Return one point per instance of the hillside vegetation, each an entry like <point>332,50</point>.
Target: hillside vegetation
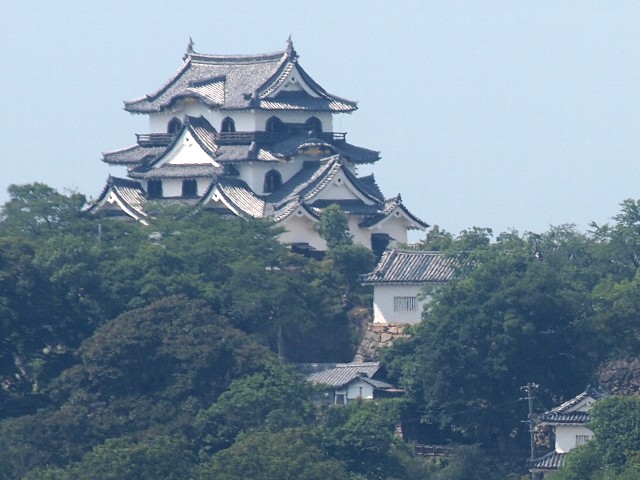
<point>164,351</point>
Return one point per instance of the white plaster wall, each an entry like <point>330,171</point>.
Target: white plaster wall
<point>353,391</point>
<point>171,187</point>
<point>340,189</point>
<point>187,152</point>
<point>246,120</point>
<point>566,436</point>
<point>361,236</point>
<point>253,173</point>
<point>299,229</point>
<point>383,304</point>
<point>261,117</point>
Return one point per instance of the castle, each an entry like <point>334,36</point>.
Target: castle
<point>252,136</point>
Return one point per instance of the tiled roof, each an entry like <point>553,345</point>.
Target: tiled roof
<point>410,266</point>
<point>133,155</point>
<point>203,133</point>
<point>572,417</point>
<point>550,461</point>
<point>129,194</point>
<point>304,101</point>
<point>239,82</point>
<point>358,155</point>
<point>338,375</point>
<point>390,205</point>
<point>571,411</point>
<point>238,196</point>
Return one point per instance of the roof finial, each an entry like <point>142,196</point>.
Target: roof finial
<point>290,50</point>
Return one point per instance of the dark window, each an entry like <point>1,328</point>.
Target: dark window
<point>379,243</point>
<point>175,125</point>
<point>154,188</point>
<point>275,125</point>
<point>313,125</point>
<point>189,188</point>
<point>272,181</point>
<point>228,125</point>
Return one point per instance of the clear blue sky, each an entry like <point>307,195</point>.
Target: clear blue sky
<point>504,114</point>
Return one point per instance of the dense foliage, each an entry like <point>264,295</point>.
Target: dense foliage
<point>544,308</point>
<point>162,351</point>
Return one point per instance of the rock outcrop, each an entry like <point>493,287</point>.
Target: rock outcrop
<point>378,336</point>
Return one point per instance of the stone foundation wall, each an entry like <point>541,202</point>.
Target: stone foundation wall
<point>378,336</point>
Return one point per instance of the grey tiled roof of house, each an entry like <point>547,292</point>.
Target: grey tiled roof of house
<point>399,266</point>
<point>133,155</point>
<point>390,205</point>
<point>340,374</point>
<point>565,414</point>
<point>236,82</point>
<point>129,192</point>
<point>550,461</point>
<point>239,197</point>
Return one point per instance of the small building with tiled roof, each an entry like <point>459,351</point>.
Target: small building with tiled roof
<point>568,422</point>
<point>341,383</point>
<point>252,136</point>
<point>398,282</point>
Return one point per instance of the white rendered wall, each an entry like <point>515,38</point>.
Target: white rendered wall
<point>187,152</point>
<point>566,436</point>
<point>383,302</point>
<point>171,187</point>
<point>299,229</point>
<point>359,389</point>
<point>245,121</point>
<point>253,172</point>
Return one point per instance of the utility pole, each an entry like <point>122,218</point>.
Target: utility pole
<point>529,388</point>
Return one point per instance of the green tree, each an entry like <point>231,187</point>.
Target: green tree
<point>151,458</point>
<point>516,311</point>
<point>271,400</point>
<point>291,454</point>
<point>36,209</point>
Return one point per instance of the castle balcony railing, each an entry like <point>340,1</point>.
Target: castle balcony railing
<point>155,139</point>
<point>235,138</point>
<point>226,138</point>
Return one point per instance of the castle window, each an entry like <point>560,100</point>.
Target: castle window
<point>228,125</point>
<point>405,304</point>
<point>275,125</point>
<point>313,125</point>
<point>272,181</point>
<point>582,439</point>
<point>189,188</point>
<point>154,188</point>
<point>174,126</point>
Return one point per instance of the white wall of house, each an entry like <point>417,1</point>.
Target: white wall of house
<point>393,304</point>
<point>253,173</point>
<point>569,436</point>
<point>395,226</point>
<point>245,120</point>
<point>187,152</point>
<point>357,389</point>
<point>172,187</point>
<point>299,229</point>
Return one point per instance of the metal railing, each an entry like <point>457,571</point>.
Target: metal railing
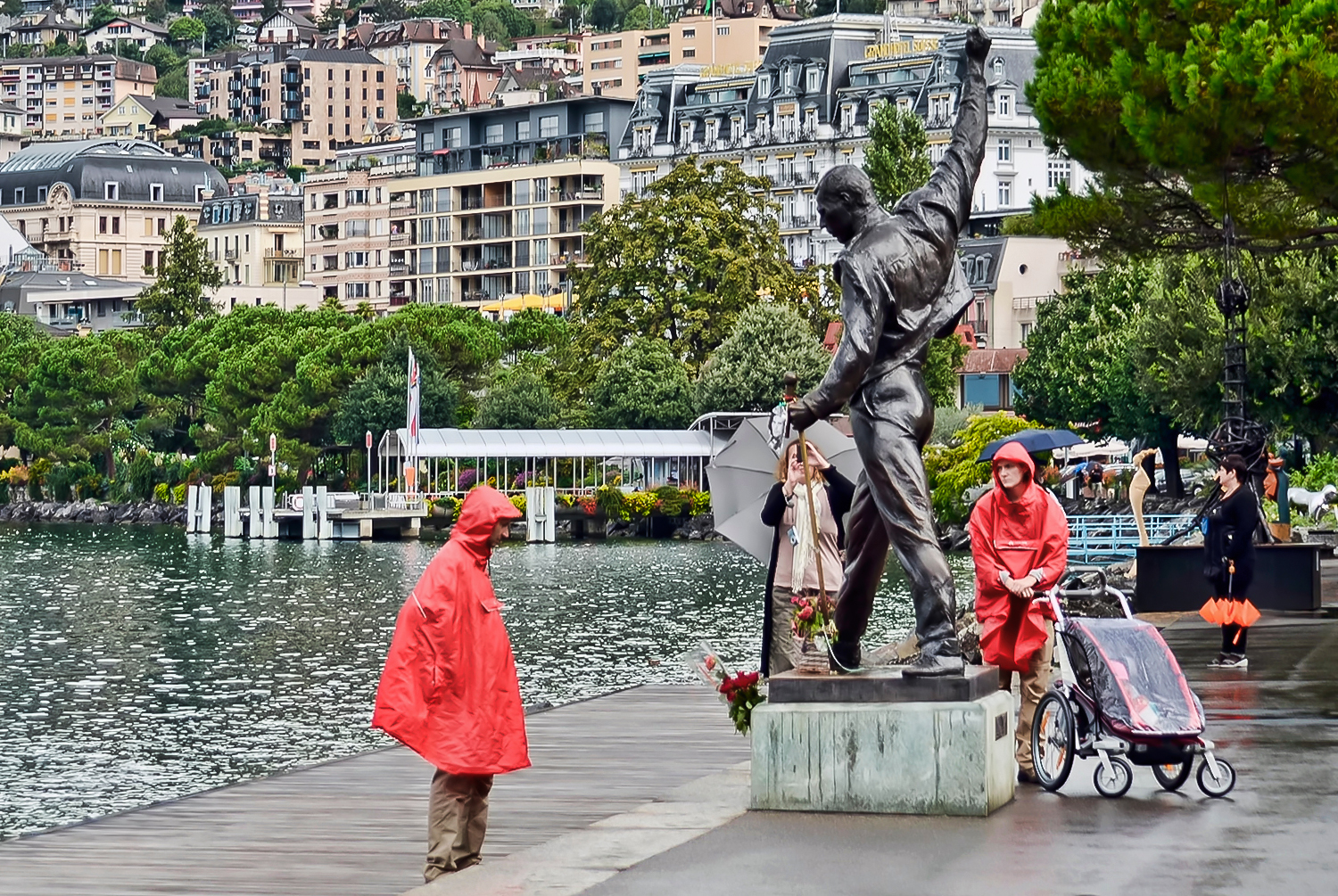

--- --- ---

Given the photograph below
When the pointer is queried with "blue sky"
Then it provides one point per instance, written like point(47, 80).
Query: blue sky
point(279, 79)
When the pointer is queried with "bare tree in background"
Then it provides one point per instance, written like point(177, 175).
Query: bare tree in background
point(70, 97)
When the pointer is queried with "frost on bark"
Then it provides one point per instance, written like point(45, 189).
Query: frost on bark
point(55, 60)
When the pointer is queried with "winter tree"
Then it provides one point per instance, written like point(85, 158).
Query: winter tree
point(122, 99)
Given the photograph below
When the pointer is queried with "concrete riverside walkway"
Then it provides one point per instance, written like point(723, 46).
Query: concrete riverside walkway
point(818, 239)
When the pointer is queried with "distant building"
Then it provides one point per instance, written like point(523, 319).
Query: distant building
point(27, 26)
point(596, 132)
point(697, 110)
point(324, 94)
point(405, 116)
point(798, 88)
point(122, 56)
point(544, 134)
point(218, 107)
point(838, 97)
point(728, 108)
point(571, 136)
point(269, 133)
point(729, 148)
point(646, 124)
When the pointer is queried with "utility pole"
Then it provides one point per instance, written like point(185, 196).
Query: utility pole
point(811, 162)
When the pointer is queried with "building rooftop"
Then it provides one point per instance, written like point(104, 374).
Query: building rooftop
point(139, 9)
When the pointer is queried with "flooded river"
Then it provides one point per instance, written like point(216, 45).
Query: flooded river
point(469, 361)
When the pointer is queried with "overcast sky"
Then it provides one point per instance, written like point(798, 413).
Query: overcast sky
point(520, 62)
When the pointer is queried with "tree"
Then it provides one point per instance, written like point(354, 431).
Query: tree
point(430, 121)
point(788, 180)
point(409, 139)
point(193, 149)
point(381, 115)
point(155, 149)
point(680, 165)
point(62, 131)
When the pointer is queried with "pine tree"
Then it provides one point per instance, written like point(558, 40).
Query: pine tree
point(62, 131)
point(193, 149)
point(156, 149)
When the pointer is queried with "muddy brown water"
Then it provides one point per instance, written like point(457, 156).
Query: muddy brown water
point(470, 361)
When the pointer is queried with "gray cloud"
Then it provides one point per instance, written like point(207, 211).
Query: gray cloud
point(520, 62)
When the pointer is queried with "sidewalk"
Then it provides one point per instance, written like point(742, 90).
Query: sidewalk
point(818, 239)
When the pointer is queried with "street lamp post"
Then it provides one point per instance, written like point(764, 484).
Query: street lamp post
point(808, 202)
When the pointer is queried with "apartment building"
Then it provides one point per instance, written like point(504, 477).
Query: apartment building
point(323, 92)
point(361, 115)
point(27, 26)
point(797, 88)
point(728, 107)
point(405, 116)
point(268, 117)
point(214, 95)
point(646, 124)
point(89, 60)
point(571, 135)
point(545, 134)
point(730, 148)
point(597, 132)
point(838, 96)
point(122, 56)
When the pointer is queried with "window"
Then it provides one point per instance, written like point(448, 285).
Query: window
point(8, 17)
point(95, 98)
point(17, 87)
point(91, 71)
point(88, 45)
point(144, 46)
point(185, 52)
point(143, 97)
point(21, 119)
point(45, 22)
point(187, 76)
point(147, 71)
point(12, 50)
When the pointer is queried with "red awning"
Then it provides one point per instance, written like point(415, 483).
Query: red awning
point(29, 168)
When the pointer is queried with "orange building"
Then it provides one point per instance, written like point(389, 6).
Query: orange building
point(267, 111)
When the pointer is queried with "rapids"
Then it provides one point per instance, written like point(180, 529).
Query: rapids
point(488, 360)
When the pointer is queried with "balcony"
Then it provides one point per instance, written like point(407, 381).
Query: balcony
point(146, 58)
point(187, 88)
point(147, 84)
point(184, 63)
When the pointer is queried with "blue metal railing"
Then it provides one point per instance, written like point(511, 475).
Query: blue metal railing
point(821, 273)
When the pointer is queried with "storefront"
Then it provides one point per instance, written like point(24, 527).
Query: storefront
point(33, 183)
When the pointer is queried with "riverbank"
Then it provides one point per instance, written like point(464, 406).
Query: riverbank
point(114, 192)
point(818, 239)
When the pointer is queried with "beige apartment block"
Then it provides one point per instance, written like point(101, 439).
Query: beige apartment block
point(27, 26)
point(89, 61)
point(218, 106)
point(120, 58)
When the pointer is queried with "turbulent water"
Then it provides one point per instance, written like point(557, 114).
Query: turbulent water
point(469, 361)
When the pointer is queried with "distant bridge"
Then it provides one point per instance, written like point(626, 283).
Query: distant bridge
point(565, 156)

--- --- ---

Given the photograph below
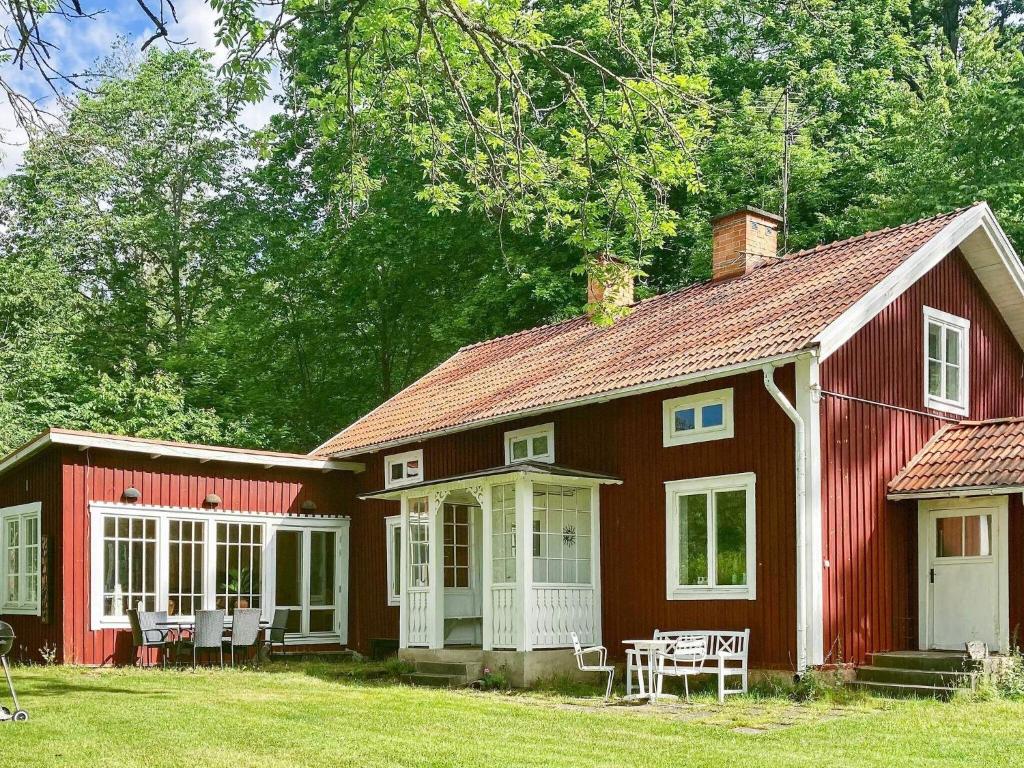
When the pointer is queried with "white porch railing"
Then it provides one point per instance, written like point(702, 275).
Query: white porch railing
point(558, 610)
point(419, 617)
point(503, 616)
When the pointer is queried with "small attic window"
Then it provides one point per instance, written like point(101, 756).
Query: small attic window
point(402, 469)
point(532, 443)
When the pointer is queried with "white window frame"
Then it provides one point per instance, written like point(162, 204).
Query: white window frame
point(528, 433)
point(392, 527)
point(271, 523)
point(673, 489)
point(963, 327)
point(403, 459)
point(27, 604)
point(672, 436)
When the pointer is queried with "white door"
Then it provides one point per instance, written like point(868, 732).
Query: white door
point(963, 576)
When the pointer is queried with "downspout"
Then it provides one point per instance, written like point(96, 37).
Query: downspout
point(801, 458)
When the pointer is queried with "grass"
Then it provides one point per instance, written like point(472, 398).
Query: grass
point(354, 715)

--- --- ---

## [What this task involves]
Only the lines from the one containing "like point(407, 381)." through the one containing "like point(557, 114)." are to be retyped, both boundary lines included, with no other material.

## [Output for this exercise]
Then it provides one point per instance, written like point(407, 381).
Query: balcony
point(146, 58)
point(187, 88)
point(147, 84)
point(184, 63)
When the pointer is queried with "blue metal railing"
Then it provides one point per instance, written like point(511, 475).
Query: blue metal railing
point(821, 273)
When the pointer is queried with "storefront"
Then it provides one point per instance, written like point(24, 527).
Query: storefront
point(33, 183)
When the pointer is queried with "riverbank"
Then it provides one point per instance, written like point(464, 406).
Query: riverbank
point(114, 192)
point(818, 239)
When the pointer is queried with "beige apartment block"
Then it provides one point per instance, written like point(101, 439).
Query: beige apartment block
point(27, 26)
point(89, 61)
point(218, 106)
point(120, 58)
When the pointer is queried with "turbulent water"
Then it provides one point per instance, written like point(557, 114).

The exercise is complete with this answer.